Vermeld elke regel uit de onderstaande items waarin het woord "window" voorkomt, en neem die regels ongewijzigd over. Houd daarbij rekening met hoofdletters en kleine letters.
---------- Fragmenten uit items
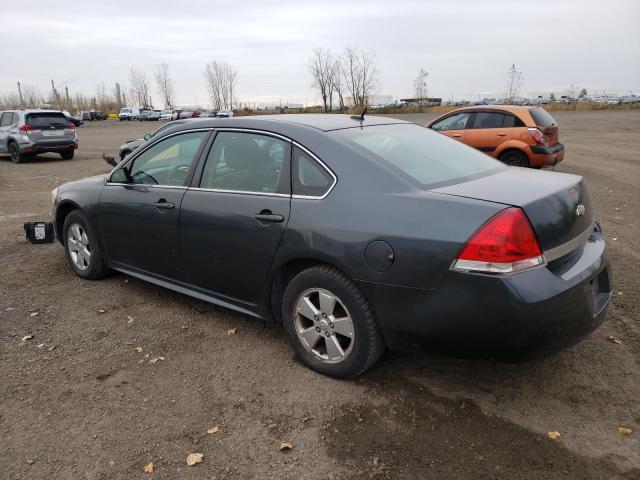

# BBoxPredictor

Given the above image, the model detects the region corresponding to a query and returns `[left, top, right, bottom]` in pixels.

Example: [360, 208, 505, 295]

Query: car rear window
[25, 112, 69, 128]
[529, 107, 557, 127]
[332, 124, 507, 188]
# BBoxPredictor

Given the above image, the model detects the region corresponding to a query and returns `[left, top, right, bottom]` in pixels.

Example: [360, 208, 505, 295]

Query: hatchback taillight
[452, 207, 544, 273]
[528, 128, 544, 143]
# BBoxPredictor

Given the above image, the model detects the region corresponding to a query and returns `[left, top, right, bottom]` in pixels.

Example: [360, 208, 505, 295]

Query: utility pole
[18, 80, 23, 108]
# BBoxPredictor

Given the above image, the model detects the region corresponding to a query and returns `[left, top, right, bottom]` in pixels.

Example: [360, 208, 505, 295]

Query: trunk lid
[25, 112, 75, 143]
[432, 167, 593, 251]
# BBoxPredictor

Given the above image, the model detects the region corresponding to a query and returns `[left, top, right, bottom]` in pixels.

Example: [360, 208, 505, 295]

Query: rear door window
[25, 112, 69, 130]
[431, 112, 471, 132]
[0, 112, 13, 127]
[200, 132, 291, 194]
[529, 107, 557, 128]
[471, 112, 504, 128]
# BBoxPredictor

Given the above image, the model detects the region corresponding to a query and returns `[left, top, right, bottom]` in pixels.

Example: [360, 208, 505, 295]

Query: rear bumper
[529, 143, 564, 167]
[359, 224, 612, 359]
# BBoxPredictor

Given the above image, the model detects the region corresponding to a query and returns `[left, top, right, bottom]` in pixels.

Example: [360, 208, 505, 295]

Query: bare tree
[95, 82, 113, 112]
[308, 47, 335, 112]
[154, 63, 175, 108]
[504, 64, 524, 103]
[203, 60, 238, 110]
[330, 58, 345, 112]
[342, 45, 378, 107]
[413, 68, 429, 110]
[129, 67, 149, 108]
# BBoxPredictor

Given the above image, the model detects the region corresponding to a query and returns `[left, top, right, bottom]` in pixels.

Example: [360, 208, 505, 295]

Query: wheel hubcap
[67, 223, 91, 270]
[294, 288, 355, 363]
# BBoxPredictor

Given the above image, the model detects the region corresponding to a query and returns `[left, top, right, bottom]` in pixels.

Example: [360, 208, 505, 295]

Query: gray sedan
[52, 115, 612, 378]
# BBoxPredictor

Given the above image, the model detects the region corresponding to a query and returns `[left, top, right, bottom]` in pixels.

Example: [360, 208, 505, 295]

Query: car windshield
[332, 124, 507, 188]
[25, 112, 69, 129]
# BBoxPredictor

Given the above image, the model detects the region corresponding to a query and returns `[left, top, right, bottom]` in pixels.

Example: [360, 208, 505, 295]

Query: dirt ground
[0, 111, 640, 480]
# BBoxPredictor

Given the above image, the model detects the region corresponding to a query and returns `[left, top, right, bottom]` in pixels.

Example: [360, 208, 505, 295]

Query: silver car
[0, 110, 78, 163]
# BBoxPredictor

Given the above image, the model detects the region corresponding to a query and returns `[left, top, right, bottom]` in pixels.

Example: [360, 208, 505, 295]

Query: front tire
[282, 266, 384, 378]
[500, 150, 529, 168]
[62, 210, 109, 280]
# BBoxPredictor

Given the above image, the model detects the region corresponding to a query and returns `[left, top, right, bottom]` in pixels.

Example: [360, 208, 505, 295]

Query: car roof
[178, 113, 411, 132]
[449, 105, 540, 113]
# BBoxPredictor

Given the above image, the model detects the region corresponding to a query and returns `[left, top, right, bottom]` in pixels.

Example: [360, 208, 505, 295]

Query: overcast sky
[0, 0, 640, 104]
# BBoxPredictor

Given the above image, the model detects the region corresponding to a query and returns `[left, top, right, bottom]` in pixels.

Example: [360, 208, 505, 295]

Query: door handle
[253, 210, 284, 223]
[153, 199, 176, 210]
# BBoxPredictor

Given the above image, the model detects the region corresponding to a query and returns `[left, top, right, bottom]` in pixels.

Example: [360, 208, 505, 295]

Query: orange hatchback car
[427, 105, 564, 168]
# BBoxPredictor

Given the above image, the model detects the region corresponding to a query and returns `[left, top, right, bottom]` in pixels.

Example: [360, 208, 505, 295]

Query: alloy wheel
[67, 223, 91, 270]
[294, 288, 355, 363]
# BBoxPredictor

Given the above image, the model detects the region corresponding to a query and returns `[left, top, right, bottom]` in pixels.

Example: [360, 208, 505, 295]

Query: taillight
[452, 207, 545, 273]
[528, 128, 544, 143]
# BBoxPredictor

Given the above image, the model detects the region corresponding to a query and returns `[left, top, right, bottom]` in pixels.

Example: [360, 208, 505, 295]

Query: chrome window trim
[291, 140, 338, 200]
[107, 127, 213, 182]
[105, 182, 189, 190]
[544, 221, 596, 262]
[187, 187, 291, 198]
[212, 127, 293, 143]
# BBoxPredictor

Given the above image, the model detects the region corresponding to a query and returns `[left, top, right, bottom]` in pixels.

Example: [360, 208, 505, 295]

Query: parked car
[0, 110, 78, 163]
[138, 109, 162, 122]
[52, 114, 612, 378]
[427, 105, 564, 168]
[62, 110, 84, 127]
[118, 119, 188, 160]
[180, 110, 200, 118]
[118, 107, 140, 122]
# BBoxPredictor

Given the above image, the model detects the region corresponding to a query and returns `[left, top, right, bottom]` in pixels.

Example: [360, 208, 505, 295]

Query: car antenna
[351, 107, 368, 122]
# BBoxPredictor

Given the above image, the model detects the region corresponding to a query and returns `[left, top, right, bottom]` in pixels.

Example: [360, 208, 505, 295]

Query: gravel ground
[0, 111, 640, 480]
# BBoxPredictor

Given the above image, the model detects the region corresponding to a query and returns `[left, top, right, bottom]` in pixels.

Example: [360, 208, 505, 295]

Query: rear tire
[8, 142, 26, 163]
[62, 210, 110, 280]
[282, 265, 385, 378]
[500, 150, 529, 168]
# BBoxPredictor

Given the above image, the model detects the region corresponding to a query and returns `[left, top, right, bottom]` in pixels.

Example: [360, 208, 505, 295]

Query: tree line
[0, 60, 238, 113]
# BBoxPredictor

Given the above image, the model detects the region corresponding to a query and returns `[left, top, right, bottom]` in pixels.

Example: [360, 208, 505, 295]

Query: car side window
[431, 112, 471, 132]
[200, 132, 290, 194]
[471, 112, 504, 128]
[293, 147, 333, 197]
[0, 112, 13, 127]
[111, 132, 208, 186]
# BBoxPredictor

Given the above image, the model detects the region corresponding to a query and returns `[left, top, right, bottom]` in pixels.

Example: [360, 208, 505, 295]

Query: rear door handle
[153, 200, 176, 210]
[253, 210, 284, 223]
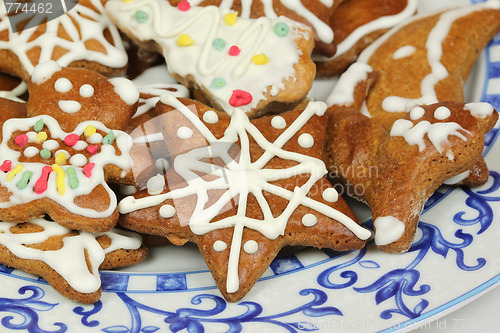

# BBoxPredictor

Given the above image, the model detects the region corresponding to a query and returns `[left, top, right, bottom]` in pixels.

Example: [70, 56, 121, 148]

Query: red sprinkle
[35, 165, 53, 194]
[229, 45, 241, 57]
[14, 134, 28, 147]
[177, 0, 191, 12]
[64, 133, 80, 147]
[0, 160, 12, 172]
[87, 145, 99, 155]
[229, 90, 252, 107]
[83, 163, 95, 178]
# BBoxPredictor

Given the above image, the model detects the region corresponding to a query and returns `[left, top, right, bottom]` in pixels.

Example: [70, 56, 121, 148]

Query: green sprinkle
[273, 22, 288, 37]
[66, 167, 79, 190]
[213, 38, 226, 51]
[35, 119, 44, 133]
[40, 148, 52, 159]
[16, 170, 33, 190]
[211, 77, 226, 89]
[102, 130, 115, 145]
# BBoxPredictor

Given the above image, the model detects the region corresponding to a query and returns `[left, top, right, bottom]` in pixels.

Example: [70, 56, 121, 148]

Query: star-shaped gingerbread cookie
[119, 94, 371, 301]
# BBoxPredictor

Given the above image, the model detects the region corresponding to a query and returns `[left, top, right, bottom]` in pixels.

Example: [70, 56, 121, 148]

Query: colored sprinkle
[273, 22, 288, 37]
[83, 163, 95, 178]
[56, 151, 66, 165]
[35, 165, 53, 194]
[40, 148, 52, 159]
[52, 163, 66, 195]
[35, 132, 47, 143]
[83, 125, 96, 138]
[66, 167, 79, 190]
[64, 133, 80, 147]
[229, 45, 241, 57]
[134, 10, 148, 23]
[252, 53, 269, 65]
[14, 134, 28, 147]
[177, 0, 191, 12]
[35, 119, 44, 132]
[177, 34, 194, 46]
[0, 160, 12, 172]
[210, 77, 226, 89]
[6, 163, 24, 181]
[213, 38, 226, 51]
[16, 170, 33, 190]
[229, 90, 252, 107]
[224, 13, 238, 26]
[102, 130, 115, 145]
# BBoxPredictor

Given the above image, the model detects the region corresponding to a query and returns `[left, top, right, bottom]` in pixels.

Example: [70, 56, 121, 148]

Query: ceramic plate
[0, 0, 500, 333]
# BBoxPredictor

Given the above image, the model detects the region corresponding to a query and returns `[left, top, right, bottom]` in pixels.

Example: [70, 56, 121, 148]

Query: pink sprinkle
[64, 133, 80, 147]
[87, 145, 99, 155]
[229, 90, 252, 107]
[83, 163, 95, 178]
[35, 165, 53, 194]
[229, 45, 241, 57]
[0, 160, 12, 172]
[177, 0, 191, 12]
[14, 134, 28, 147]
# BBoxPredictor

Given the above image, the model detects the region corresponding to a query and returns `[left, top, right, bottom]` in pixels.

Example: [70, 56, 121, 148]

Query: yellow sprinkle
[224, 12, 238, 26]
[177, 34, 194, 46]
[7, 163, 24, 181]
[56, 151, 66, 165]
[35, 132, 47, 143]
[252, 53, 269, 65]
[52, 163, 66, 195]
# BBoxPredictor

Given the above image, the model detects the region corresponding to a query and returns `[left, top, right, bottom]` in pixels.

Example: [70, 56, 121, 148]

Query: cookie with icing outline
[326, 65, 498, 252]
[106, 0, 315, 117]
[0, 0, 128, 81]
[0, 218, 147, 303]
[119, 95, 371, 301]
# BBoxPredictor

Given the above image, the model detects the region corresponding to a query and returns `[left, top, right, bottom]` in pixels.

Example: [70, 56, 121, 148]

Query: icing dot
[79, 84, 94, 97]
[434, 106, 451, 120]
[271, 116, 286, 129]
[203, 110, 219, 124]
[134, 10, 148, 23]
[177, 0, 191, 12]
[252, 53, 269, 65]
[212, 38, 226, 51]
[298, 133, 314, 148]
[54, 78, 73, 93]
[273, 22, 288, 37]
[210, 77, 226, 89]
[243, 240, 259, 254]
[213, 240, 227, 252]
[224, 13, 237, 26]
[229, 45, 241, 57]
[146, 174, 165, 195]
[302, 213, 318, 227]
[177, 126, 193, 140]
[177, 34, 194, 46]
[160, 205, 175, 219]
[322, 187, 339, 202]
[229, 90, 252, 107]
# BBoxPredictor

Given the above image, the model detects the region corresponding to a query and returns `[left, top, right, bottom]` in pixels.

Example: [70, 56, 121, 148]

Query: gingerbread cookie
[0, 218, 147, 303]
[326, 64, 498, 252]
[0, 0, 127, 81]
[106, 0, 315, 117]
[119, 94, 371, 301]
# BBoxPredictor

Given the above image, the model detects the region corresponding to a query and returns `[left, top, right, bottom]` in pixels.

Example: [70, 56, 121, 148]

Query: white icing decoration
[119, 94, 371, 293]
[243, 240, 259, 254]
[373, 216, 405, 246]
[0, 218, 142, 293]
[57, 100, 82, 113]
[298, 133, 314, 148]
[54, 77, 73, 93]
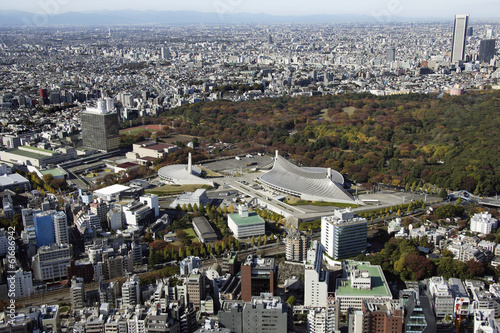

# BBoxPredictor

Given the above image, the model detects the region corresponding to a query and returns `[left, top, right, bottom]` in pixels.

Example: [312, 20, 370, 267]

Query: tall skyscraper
--------------------
## Uitgewerkte oplossing
Query: car rear window
Query: rear door window
Query: chrome window trim
Query: car side window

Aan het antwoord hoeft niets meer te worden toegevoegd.